_Text excerpt_.
---*---
Kabir’s poetry already comes to us carrying resonances of the source registers—you can hear his ‘pure’ Bhojpuri compositions on the one hand and confuse his verses included in the Guru Granth Sahib with those of the Sikh gurus on the other. There is a sharedness between Indian languages that translating devotional vocabulary introduces us to, for most regions have seen progressive, revolutionary trends within the sphere of devotion. This is the tradition Kabir also inherits and furthers, and we wanted to locate him once again in this multilingual ethos of India.
Kabir: Walking with the Word is certainly not the first or last such experiment; it is also small in scope but a deeply fulfilling one.
CGM: Based on what criteria did you select the six poems that were translated into 11 languages?
ST: Once we conceptualized the idea, we put together a list of ten poems to be translated. The criteria were to include those poems that circulate in the popular domain, with each poem representative of Kabir’s overall force with its specificity of theme. We wanted to reach as many Indian languages as possible. We invited some terrific poets and translators to join us for a conversation—a satsang, as we called it. And it is to their credit that this book was possible, given their engagement with Kabir in varying intimacies.
I would hesitate to speak too much on the book’s behalf as I did while writing the very brief introductory note. The book, in some ways, determined its own shape.
We began with ten poems, and while several receiving languages made space for Kabir’s upside-down register with ease, English struggled the most with his yogic framings. Tasked with attempting the English translations, I not only hesitated but also failed. We settled with the final six that offered us at once six images and one whole image of Kabir—from his love for Ram to his candid attack on caste.
---*---
_Prompt a_. Render the lines of the records as a JSON list of strings, one string per line and with blank lines omitted, beginning at the first line of the records and ending after the line that contains "166 358 L 165".

_Data rows_.
---*---
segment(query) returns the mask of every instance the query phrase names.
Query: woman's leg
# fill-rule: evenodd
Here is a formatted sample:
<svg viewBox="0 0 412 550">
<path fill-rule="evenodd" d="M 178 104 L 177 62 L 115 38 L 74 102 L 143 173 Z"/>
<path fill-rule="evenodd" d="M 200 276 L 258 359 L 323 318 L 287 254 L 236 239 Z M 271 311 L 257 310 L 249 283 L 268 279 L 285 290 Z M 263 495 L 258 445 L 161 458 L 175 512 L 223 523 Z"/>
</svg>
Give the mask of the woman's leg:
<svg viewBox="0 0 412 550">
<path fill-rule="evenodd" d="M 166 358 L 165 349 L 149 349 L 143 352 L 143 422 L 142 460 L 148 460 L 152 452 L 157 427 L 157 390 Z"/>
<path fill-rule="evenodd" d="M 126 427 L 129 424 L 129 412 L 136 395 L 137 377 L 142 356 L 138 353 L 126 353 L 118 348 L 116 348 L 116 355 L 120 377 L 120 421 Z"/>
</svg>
---*---
_Prompt b_. Write a continuation of the interview on translating Kabir's poetry, starting immediately after its final sentence.

_Response a_.
[
  "segment(query) returns the mask of every instance the query phrase names.",
  "Query: woman's leg",
  "# fill-rule: evenodd",
  "Here is a formatted sample:",
  "<svg viewBox=\"0 0 412 550\">",
  "<path fill-rule=\"evenodd\" d=\"M 178 104 L 177 62 L 115 38 L 74 102 L 143 173 Z\"/>",
  "<path fill-rule=\"evenodd\" d=\"M 200 276 L 258 359 L 323 318 L 287 254 L 236 239 Z M 271 311 L 257 310 L 249 283 L 268 279 L 285 290 Z M 263 495 L 258 445 L 161 458 L 175 512 L 223 523 Z\"/>",
  "</svg>",
  "Give the mask of the woman's leg:",
  "<svg viewBox=\"0 0 412 550\">",
  "<path fill-rule=\"evenodd\" d=\"M 166 358 L 165 349 L 149 349 L 143 352 L 143 422 L 142 460 L 148 460 L 152 452 L 157 427 L 157 390 Z\"/>"
]

_Response b_.
Some translators managed to accommodate his ideas using the same words as the source poems, while others coined or borrowed new equivalent words or forms—such as Narsinh Mehta’s while translating into Gujarati, Shishunala Sharif’s while translating into Kannada, and Tukaram’s while translating into Marathi. Working on this volume offered the translators and us a lot in terms of both the successes and failures of translation. The translated texts speak for themselves as opposed to a paratextual, detailed introduction or commentary, which we decided against.
I’d rather these translated poems be set loose in the world. I hope others pay attention to their triumphs and limits and set them to new registers and rhythms, as people in the past would have.
CGM: Could you talk about the politics driving this translation project and why it was important for you to work on this?
ST: Once you involve language at the center of things, it comes to signify a lot more than itself. First, this project is located squarely within a many-to-many framework that we are aiming for at the Centre. We want to translate from many languages into many languages to explore the language dynamics of this multilingual nation and situate our translational inquiries and responses in it. So, a politics of language can be observed in this translation project.
You will find Gujarati and Sindhi texts next to each other on the page, as are Gujarat and Sindh in geography. The Kodava translation uses the metre of the Kannada translation but not its script. The Urdu translation welcomes Kabir in a ghazal-like form but relies heavily on the phrases of the original ‘early Hindi’. Then, there is the second emphasis for us: a commitment to the exchanges between thoughts, ideas, languages, and figures.
The ‘Translating Bhakti’ project interests us precisely because it shows us how much we already do or can share. There is a democratic ideal that translation signifies for us, especially in this project. It is laid out critically in some places (like in the essays that link Kabir’s message with other spiritual and pragmatic lifeworlds in Tamil, Telugu, Marathi, etc.), and you have to find it in the small creative acts of translation in others (the Persian translator saw reflections of the poet Hafez while translating Kabir).
Kabir’s words have echoed with force across times, and they offer as urgent a praxis today as they did back then. And, as Shruthi Veena Vishwanath’s essay in the book argues, taking them on the tongue is not enough; you have to take them in the breath and the body.
CGM: How did your relationship with and understanding of Kabir grow through the process of putting together this volume, especially with Gogu Shyamala and Nitya Pawar’s essays that look at the resonances between Kabir and other important political and cultural figures such as Ambedkar and Janabai?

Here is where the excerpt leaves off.